=== DOCUMENT SEGMENT ===
Location: Bio-oils ResearchTitle: Physicochemical characteristics of density-graded industrial hemp grain
Submitted to: Association for the Advancement of Industrial Crops Conference
Publication Type: Abstract Only
Publication Acceptance Date: 8/27/2023
Publication Date: 8/27/2023
Citation: Evangelista, R.L., Hojilla-Evangelista, M.P., Cermak, S.C. 2023. Physicochemical characteristics of density-graded industrial hemp grain [abstract]. Association for the Advancement of Industrial Crops Conference. p.88.
Technical Abstract: Industrial hemp grain is harvested when shattering begins, which typically happens when 70-85% of the grains are mature. The grains harvested, therefore, contain a substantial proportion of immature seeds. To assess the quality of the harvested hemp grain, dried grain (cv Henola) was density-graded into six fractions. Bulk and true densities, thousand seed weights (TSW), and proximate composition (moisture, oil, protein, and ash contents) were determined for each fraction. Oils obtained from each fraction by cold-pressing followed by hexane extraction were analyzed for acid value, color (CIE L*a*b* color scale), and chlorophyll content. The defatted meal was analyzed for the soluble protein classes (water-soluble albumin, saline-soluble globulin, ethanol-soluble prolamin, and alkali-soluble glutelin). Seventy three percent of the fraction had densities and TSW greater than the starting bulk grain (538 g/L). The starting bulk grain had 28.6% d.b. oil while the density-graded fractions ranged from 31% (heaviest fraction-46%) to 14% (lightest fraction-7%). Significant difference in crude protein content was observed only between the heaviest and the lightest fraction at 25.3% and 21.2%, respectively. Cold-pressed oil had markedly lower acid values than hexane-extracted oils and were also significantly lighter (>70 L* versus <13 L*, scale ranges from 0 - black to 100 - white). The difference in color was consistent with the amount of chlorophyll extracted with the oil. Glutelins were the major soluble protein group in defatted hemp grain meal, accounting for 58.6% of total protein in the heavy fraction and 41.2% in the light fraction. The two fractions had close amounts of albumins and globulins (7-9% and 11-13%, respectively). Prolamin content was the least; its amount in the light fraction (6%) was double that in the heavy fraction. Density-grading can be utilized to separate the light (immature) grains to keep the oil’s acid value and color low, thus reducing the cost of oil refining and bleaching. The light grains can still be processed for other applications where quality is not critical.
=== SOURCE DATA ===
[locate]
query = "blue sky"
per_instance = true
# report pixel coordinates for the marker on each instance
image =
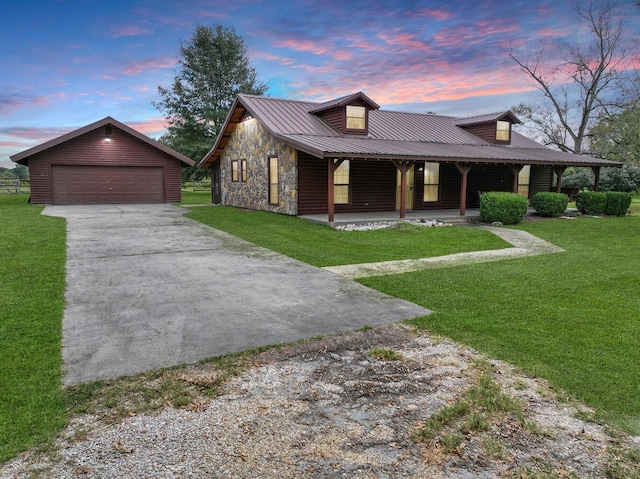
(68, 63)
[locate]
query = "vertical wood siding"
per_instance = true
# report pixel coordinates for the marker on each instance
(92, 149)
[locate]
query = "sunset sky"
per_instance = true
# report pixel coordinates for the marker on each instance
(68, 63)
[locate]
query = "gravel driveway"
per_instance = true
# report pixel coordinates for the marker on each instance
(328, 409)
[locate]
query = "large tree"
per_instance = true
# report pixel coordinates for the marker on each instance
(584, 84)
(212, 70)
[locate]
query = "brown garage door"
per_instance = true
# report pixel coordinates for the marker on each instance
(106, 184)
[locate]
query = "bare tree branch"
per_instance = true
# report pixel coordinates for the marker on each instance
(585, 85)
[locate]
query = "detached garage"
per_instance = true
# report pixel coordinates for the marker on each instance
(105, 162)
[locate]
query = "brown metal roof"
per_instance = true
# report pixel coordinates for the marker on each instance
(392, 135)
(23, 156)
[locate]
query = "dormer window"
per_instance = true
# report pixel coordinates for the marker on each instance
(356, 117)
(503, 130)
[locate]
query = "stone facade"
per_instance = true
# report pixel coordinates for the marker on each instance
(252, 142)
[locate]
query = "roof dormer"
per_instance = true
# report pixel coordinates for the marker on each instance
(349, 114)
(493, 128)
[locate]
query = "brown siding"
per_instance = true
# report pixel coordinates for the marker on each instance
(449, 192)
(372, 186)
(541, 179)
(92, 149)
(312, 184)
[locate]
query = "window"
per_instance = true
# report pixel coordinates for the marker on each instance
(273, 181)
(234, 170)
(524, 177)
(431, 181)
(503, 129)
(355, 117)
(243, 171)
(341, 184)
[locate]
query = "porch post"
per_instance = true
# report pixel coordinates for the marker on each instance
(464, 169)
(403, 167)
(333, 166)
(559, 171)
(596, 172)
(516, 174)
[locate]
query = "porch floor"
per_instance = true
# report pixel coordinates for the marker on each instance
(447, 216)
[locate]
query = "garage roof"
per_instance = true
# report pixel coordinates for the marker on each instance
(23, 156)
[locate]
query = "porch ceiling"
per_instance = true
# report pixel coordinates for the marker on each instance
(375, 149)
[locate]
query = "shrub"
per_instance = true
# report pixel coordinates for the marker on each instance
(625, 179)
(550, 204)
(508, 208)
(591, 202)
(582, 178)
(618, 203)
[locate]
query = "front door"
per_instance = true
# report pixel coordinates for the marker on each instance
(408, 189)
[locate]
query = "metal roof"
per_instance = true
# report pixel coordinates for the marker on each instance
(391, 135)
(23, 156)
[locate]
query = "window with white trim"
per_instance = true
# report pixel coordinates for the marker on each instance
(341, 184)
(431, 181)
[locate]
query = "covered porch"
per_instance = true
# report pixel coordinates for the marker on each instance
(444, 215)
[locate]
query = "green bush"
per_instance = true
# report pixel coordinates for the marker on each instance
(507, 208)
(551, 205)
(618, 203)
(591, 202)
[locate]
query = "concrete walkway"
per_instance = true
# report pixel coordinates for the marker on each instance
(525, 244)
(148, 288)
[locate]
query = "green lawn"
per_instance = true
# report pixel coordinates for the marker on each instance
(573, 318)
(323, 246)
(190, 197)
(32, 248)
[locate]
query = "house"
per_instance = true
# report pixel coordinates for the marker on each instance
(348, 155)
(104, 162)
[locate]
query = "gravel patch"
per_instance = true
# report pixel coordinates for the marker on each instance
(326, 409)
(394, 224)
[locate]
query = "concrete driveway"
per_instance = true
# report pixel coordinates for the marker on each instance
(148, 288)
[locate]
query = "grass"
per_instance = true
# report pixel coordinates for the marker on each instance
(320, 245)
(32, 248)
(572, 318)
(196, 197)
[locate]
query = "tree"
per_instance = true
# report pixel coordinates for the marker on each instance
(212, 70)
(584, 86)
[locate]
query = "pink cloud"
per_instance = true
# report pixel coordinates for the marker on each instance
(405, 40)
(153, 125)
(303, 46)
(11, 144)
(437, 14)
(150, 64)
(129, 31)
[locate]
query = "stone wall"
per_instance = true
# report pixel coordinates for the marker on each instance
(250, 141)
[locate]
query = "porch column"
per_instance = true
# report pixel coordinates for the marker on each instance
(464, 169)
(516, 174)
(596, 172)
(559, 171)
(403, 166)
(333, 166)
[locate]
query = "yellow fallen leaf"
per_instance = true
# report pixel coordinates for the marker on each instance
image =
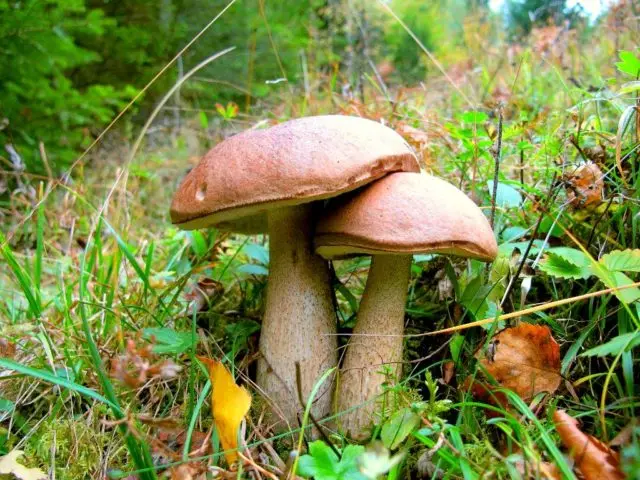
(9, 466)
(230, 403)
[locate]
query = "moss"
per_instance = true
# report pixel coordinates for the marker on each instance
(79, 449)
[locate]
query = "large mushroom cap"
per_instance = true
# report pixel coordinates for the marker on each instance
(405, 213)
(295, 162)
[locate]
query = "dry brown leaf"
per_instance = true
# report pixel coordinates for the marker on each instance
===
__WORK TASK 1__:
Can you reproduce the stretch of the hemp grain abstract from "Location: Bio-oils ResearchTitle: Physicochemical" through "Crops Conference. p.88." word for word?
__WORK TASK 2__:
Answer these questions from the hemp grain abstract:
(a) Which cultivar of dried grain was density-graded?
(b) How many fractions was the grain separated into?
(c) What percentage of total protein did glutelins account for in the heavy fraction?

__YOUR RESPONSE 1__:
Location: Bio-oils ResearchTitle: Physicochemical characteristics of density-graded industrial hemp grain
Submitted to: Association for the Advancement of Industrial Crops Conference
Publication Type: Abstract Only
Publication Acceptance Date: 8/27/2023
Publication Date: 8/27/2023
Citation: Evangelista, R.L., Hojilla-Evangelista, M.P., Cermak, S.C. 2023. Physicochemical characteristics of density-graded industrial hemp grain [abstract]. Association for the Advancement of Industrial Crops Conference. p.88.

__YOUR RESPONSE 2__:
(a) Henola
(b) Six
(c) 58.6%